Nearly a dozen people have become ill after receiving tainted and unapproved stem cell cord blood treatments, according to federal regulators. 

The U.S. Food and Drug Administration (FDA) issued a warning this week to Genetech, Inc. and Liveyon, LLC., for marketing stem cell treatments that were not properly approved by the agency and appear to pose a serious risk for consumers.

The FDA indicates that the treatments were not prepared according to proper guidelines, causing the stem cells to become contaminated.

At least 12 reports have been received involving patients from Arizona, Florida, and Texas becoming ill from blood and other infections caused by bacteria, according to the U.S. Center for Disease Control and Prevention (CDC)’s December 21, Morbidity and Mortality Weekly Report.

The patients received the stem cell treatments for a variety of problems including back pain, rotator cuff tear, and rheumatoid arthritis. All patients required hospitalization. The CDC is still trying to determine if other patients received the tainted product.

Genetech processed umbilical cord blood-derived stem cell products which were then distributed by Liveyon. The products were not FDA approved, and inspectors found that the company deviated from good tissue practice and good manufacturing practice requirements after inspecting the Genetech facility in June.

The company was cited for violations that may have allowed the stem cell products to become contaminated with bacteria, potentially causing serious blood infections in patients.

“During the inspection, the FDA documented evidence of significant deviations from CGTP and CGMP requirements in the manufacture of the umbilical cord blood-derived products, including: deficient donor eligibility practices; unvalidated manufacturing processes; uncontrolled environment; lack of control over the components used in production and a lack of defined areas or a control system to prevent contamination and mix-ups,” FDA Commissioner Scott Gottlieb wrote in a press release. “These deviations pose a significant risk that the products may be contaminated with microorganisms or have other serious product quality defects.”

REQUIREMENT: Quote the passage of the excerpt on the FDA warning about contaminated stem cell treatments from "At least 12" up to and including "Mortality Weekly Report.".

MATERIAL SHOWN:
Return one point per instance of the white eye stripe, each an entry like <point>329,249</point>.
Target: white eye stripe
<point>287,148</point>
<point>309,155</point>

* * *

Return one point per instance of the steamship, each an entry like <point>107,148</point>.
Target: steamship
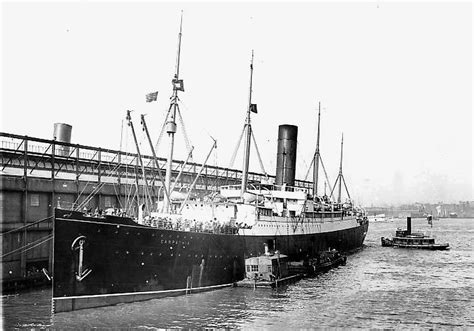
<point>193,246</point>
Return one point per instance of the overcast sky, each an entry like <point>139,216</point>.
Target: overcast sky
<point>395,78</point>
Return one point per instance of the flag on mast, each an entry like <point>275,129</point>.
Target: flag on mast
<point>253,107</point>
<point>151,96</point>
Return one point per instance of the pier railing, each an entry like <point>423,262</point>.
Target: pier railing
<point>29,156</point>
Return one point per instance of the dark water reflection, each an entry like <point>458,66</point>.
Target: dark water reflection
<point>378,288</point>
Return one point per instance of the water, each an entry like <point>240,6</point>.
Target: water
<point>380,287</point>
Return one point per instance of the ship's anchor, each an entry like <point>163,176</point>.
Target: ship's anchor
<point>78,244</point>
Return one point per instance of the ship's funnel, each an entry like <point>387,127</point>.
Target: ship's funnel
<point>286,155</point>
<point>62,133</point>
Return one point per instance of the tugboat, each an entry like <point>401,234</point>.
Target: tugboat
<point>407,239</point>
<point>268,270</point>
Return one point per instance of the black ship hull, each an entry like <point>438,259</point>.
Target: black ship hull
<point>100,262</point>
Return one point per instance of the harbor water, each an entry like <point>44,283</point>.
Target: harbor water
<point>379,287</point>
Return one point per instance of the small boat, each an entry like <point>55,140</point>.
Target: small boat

WRITTEN REPLY:
At least 12 reports have been received involving patients from Arizona, Florida, and Texas becoming ill from blood and other infections caused by bacteria, according to the U.S. Center for Disease Control and Prevention (CDC)’s December 21, Morbidity and Mortality Weekly Report.